Copy the material below without changing anything.
<<<<
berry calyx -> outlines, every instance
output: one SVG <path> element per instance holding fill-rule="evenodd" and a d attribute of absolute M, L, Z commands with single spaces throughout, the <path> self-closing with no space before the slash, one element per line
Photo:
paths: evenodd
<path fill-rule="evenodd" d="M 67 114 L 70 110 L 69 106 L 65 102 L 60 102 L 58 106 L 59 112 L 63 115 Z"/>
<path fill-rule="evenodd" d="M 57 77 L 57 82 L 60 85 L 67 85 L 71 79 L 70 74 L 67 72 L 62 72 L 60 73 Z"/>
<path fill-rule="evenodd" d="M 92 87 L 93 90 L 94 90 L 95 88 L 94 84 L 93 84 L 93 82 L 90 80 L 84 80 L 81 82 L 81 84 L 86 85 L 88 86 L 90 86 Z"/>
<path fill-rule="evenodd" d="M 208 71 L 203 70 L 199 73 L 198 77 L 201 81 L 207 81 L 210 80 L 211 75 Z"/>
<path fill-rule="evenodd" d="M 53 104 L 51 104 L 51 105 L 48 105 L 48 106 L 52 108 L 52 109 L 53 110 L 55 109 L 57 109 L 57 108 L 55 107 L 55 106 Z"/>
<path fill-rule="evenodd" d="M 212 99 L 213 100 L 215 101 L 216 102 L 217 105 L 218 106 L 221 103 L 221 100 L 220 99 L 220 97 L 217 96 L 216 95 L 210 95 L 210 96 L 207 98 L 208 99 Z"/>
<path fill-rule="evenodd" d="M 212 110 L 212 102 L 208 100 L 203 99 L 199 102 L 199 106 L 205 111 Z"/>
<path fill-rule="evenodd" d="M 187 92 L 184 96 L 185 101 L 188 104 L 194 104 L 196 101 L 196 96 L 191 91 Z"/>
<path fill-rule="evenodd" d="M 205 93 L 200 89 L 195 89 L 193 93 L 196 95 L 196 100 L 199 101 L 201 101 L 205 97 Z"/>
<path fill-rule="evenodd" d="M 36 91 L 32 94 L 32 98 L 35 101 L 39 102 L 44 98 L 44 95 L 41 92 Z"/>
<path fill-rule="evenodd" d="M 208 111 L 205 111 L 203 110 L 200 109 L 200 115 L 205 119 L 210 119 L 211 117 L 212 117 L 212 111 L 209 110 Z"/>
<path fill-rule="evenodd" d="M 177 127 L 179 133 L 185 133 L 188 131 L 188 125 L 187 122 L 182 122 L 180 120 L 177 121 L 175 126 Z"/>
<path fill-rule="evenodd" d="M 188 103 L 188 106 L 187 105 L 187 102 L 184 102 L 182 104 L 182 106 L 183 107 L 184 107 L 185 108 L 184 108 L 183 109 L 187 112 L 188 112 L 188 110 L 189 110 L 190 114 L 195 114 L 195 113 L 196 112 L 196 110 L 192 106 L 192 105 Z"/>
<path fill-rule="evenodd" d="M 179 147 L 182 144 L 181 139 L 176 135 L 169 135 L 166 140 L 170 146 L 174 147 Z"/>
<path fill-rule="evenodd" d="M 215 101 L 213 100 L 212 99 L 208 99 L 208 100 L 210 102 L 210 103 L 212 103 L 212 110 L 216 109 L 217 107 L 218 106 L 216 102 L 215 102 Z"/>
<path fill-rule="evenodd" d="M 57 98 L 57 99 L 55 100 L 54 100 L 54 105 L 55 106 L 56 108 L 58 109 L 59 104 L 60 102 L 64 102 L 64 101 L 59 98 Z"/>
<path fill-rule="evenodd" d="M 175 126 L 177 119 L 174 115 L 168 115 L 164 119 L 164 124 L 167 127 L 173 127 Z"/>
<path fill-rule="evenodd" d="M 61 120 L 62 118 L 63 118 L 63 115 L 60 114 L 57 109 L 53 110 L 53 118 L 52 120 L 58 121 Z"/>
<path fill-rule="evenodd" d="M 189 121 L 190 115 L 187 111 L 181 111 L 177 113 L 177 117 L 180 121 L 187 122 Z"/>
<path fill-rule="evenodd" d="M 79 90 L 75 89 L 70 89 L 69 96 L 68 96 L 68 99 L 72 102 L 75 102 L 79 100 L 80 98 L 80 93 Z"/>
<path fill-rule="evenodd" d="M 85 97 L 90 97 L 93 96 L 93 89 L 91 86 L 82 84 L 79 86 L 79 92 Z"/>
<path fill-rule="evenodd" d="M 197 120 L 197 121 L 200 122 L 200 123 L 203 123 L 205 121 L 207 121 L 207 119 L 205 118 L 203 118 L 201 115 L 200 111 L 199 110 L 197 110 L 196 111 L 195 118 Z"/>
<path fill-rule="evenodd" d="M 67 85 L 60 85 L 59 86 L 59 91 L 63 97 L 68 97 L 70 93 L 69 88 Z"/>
>>>>
■ **EXERCISE RESULT**:
berry calyx -> outlines, every instance
output: one SVG <path> element per instance holding fill-rule="evenodd" and a d attribute of absolute M, L, Z commands with single spaces throughout, the <path> self-closing with no space before the slash, one element per line
Photo:
paths: evenodd
<path fill-rule="evenodd" d="M 67 114 L 70 110 L 69 106 L 65 102 L 60 102 L 58 106 L 59 112 L 63 115 Z"/>
<path fill-rule="evenodd" d="M 57 77 L 57 82 L 60 85 L 67 85 L 71 79 L 70 74 L 67 72 L 62 72 L 60 73 Z"/>
<path fill-rule="evenodd" d="M 92 87 L 93 90 L 94 90 L 95 88 L 94 84 L 93 84 L 93 82 L 90 80 L 84 80 L 81 82 L 81 84 L 86 85 L 88 86 L 90 86 Z"/>
<path fill-rule="evenodd" d="M 208 71 L 203 70 L 199 73 L 198 77 L 201 81 L 207 81 L 210 80 L 211 75 Z"/>
<path fill-rule="evenodd" d="M 53 104 L 51 104 L 51 105 L 48 105 L 48 106 L 52 108 L 52 109 L 53 110 L 55 109 L 57 109 L 57 108 L 55 107 L 55 106 Z"/>
<path fill-rule="evenodd" d="M 212 99 L 213 100 L 215 101 L 216 102 L 217 105 L 218 106 L 221 103 L 221 100 L 220 99 L 220 97 L 217 96 L 216 95 L 210 95 L 210 96 L 207 98 L 208 99 Z"/>
<path fill-rule="evenodd" d="M 212 110 L 212 102 L 208 100 L 203 99 L 199 102 L 199 106 L 205 111 Z"/>
<path fill-rule="evenodd" d="M 187 92 L 184 96 L 185 101 L 188 104 L 194 104 L 196 101 L 196 96 L 191 91 Z"/>
<path fill-rule="evenodd" d="M 205 93 L 200 89 L 195 89 L 193 93 L 196 95 L 196 100 L 199 101 L 201 101 L 205 97 Z"/>
<path fill-rule="evenodd" d="M 36 91 L 32 94 L 32 98 L 35 101 L 39 102 L 44 98 L 44 95 L 41 92 Z"/>
<path fill-rule="evenodd" d="M 208 111 L 205 111 L 203 110 L 200 109 L 200 115 L 205 119 L 210 119 L 211 117 L 212 117 L 212 111 L 209 110 Z"/>
<path fill-rule="evenodd" d="M 177 127 L 179 133 L 185 133 L 188 131 L 188 125 L 187 122 L 182 122 L 180 120 L 177 121 L 175 126 Z"/>
<path fill-rule="evenodd" d="M 188 103 L 188 106 L 187 105 L 187 102 L 184 102 L 182 104 L 182 106 L 183 107 L 184 107 L 185 108 L 184 108 L 183 109 L 187 112 L 188 112 L 188 110 L 189 110 L 190 114 L 195 114 L 195 113 L 196 112 L 196 110 L 192 106 L 192 105 Z"/>
<path fill-rule="evenodd" d="M 179 147 L 182 144 L 181 139 L 176 135 L 169 135 L 166 140 L 170 146 L 174 147 Z"/>
<path fill-rule="evenodd" d="M 215 101 L 213 100 L 212 99 L 208 99 L 208 100 L 210 102 L 210 103 L 212 103 L 212 110 L 216 109 L 217 107 L 218 106 L 216 102 L 215 102 Z"/>
<path fill-rule="evenodd" d="M 57 98 L 57 99 L 55 100 L 54 100 L 54 105 L 55 106 L 56 108 L 58 109 L 59 104 L 60 102 L 64 102 L 64 101 L 59 98 Z"/>
<path fill-rule="evenodd" d="M 175 126 L 177 119 L 174 115 L 168 115 L 164 119 L 164 124 L 167 127 L 173 127 Z"/>
<path fill-rule="evenodd" d="M 61 120 L 62 118 L 63 118 L 63 115 L 60 114 L 57 109 L 53 110 L 53 118 L 52 120 L 58 121 Z"/>
<path fill-rule="evenodd" d="M 189 121 L 190 115 L 187 111 L 181 111 L 177 113 L 177 117 L 180 121 L 187 122 Z"/>
<path fill-rule="evenodd" d="M 79 90 L 75 89 L 70 89 L 69 96 L 68 96 L 68 99 L 72 102 L 75 102 L 79 100 L 80 98 L 80 93 Z"/>
<path fill-rule="evenodd" d="M 85 97 L 90 97 L 93 96 L 93 89 L 91 86 L 82 84 L 79 86 L 79 92 Z"/>
<path fill-rule="evenodd" d="M 197 120 L 197 121 L 200 122 L 200 123 L 203 123 L 205 121 L 207 121 L 207 119 L 205 118 L 203 118 L 201 115 L 200 111 L 199 110 L 197 110 L 196 111 L 195 118 Z"/>
<path fill-rule="evenodd" d="M 67 85 L 60 85 L 59 86 L 59 91 L 63 97 L 68 97 L 70 93 L 69 88 Z"/>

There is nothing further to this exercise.